- [PÁGINA]:
--------------------------------------------------

O povo da sua terra e
do concelho de Nisa, que amou como poucos, tributou-lhe uma sentida e vibrante
homenagem de despedida no dia seguinte, incorporando-se no seu funeral centenas
e centenas de pessoas, amigos, autarcas, cidadãos anónimos de todo o concelho.
O seu percurso como
cidadão, resistente e autarca foi devidamente assinalado pelo actual presidente
da Junta de Freguesia de S. Simão, José Hilário, que destacou a dedicação, o
dinamismo e o contributo de José Lopes Miguéns para o desenvolvimento da
freguesia e na implantação de infra-estruturas básicas como a água, o
saneamento básico e as vias de comunicação.
É este o “homem de
Abril” que aqui evocamos, hoje, tendo como referência uma entrevista feita num
fim de tarde de Verão, já lá vão uns anitos.
José Lopes Valente
Miguéns, o Ti Vara, tinha 81 anos e um percurso de mais de 25 anos como
autarca.
O Ti Vara, foi uma
figura emblemática do Pé da Serra e de todo o extremo norte do concelho de
Nisa, conversador nato, alegre, bem disposto, sempre disponível para trazer ao
presente, histórias, relatos, memórias, que tanto podiam falar dos tempos
difíceis da emigração e do salazarismo, como da "fama vermelha" do Pé
da Serra.
Uma "fama"
que, segundo alguns habitantes, sem razão de ser, apenas justificada pelo
desejo de aprender de muitos jovens do seu tempo e pelo ostracismo a que a
freguesia era votada pelos "senhores de Nisa".

--------------------------------------------------

- [TAREFAS]:
A. Verifique se cada afirmação é compatível com o texto sobre o Ti Vara e responda sim ou não, citando literalmente as palavras decisivas do texto: (i) José Lopes Valente Miguéns tinha 81 anos; (ii) o atual presidente da Junta de Freguesia de S. Simão é José Hilário; (iii) o percurso de José Lopes Valente Miguéns como autarca durou menos de 20 anos.
B. Copie sem alterações, do texto sobre o Ti Vara, o trecho que abre com as palavras contendo "O povo da sua" e fecha com "vias de comunicação.".

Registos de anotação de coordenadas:
--------------------------------------------------

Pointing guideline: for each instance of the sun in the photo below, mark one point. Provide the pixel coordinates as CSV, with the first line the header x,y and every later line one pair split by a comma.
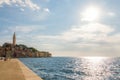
x,y
91,13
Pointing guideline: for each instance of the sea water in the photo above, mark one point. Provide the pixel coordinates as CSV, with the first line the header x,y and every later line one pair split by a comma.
x,y
71,68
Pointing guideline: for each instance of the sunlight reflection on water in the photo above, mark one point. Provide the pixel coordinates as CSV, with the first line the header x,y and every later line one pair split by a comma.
x,y
66,68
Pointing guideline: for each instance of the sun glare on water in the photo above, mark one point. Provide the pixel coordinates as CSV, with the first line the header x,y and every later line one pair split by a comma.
x,y
94,59
90,14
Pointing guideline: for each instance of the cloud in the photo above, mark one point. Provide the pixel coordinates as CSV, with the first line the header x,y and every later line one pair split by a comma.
x,y
25,29
22,3
88,32
93,39
46,10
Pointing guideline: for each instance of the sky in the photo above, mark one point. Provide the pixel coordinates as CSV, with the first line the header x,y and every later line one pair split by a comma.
x,y
63,27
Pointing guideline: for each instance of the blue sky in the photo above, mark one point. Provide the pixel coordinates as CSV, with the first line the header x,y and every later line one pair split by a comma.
x,y
63,27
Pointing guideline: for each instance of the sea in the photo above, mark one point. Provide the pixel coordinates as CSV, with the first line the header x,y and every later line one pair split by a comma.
x,y
74,68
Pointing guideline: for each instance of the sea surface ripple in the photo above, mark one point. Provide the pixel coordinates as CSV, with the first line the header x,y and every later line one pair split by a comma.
x,y
71,68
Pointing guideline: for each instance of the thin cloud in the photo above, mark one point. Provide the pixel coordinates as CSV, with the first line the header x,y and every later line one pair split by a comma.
x,y
22,3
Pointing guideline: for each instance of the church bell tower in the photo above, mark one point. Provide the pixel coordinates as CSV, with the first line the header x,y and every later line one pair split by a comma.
x,y
14,39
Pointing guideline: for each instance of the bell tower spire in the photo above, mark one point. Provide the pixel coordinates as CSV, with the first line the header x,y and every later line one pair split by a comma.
x,y
14,39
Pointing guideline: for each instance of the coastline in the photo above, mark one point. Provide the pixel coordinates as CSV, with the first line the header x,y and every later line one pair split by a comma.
x,y
14,69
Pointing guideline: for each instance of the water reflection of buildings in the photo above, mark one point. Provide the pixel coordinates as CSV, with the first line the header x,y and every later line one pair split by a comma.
x,y
14,50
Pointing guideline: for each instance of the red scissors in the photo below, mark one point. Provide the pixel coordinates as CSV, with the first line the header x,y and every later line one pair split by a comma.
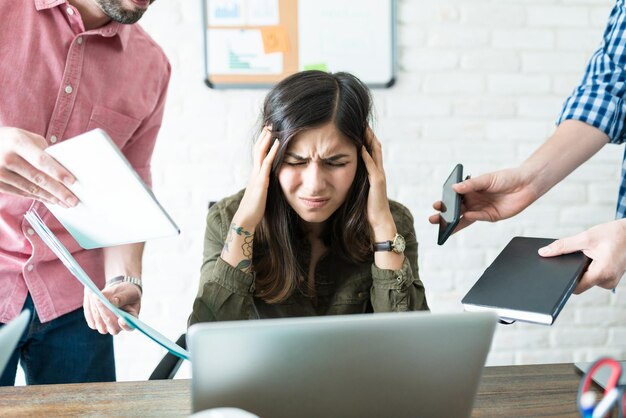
x,y
614,393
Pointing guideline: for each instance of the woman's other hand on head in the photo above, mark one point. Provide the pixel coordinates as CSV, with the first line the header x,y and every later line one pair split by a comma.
x,y
378,212
252,207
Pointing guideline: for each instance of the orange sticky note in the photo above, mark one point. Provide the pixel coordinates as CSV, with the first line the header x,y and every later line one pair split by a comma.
x,y
274,39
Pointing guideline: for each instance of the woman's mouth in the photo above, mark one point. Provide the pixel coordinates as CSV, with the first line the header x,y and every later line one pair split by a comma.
x,y
314,203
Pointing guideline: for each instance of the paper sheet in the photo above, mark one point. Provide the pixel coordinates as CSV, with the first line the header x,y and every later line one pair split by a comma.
x,y
64,255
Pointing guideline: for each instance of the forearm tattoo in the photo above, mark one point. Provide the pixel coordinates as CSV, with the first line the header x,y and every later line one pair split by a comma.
x,y
244,265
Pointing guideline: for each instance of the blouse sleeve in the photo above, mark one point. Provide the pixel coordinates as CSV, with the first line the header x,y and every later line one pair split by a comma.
x,y
224,293
400,290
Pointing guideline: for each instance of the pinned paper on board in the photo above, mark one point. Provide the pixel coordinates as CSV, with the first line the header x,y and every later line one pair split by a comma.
x,y
278,38
236,51
243,13
275,39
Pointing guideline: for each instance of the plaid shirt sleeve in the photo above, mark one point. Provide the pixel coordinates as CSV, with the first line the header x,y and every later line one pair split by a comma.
x,y
599,99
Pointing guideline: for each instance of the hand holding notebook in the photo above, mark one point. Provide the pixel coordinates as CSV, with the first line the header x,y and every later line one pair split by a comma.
x,y
522,285
60,251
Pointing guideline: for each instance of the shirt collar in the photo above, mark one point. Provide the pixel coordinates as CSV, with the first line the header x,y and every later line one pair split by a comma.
x,y
109,30
47,4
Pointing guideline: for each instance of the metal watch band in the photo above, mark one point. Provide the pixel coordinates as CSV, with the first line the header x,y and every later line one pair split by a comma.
x,y
382,246
126,279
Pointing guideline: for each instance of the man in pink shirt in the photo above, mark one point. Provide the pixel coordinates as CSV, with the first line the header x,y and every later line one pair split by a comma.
x,y
66,67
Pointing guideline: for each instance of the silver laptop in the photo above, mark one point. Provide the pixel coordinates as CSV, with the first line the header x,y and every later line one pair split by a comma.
x,y
10,335
412,364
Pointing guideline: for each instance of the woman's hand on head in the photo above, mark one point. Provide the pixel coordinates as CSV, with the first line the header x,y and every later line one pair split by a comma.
x,y
252,207
378,212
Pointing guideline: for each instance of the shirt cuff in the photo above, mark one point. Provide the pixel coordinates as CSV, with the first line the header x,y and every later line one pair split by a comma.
x,y
599,109
233,279
393,279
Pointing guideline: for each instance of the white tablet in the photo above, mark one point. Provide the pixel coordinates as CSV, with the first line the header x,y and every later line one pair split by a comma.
x,y
116,207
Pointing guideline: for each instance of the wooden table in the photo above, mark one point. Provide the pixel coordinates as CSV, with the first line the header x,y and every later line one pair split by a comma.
x,y
547,390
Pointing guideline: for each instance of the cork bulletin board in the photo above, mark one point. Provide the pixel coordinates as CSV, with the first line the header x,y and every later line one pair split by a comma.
x,y
256,43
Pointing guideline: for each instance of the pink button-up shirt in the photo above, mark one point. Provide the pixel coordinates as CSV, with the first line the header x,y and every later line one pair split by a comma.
x,y
58,80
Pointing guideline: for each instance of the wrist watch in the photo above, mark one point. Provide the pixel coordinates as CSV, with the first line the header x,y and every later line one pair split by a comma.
x,y
126,279
397,245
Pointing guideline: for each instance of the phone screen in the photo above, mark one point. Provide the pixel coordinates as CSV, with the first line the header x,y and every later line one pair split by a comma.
x,y
451,205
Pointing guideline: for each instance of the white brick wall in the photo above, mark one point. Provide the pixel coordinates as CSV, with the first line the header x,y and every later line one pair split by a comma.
x,y
479,83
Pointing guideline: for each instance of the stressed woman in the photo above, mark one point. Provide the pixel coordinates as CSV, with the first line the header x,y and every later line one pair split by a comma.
x,y
313,233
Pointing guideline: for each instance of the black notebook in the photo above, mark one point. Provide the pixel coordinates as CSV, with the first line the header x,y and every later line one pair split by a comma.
x,y
522,285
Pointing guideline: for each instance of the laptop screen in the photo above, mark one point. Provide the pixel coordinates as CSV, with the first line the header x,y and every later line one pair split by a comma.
x,y
393,364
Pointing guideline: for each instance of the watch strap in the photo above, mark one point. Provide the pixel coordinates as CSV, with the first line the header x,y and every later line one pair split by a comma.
x,y
126,279
382,246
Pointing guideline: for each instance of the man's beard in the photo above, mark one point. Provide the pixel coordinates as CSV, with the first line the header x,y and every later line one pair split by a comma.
x,y
115,10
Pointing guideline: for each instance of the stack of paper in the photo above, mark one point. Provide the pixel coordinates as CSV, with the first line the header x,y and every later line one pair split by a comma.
x,y
64,255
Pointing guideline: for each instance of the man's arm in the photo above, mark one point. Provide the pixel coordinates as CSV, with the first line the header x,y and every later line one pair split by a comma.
x,y
121,260
572,144
505,193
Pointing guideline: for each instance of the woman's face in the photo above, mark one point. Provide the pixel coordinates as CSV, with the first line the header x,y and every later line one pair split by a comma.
x,y
317,172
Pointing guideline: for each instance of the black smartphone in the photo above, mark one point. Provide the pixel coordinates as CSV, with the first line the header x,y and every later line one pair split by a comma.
x,y
451,205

--------------------------------------------------

- [RESULTADOS DAS TAREFAS]:
A.
(i) Sim: "tinha 81 anos".
(ii) Sim: "actual presidente da Junta de Freguesia de S. Simão, José Hilário".
(iii) Não: "um percurso de mais de 25 anos como autarca".

B.
O povo da sua terra e
do concelho de Nisa, que amou como poucos, tributou-lhe uma sentida e vibrante
homenagem de despedida no dia seguinte, incorporando-se no seu funeral centenas
e centenas de pessoas, amigos, autarcas, cidadãos anónimos de todo o concelho.
O seu percurso como
cidadão, resistente e autarca foi devidamente assinalado pelo actual presidente
da Junta de Freguesia de S. Simão, José Hilário, que destacou a dedicação, o
dinamismo e o contributo de José Lopes Miguéns para o desenvolvimento da
freguesia e na implantação de infra-estruturas básicas como a água, o
saneamento básico e as vias de comunicação.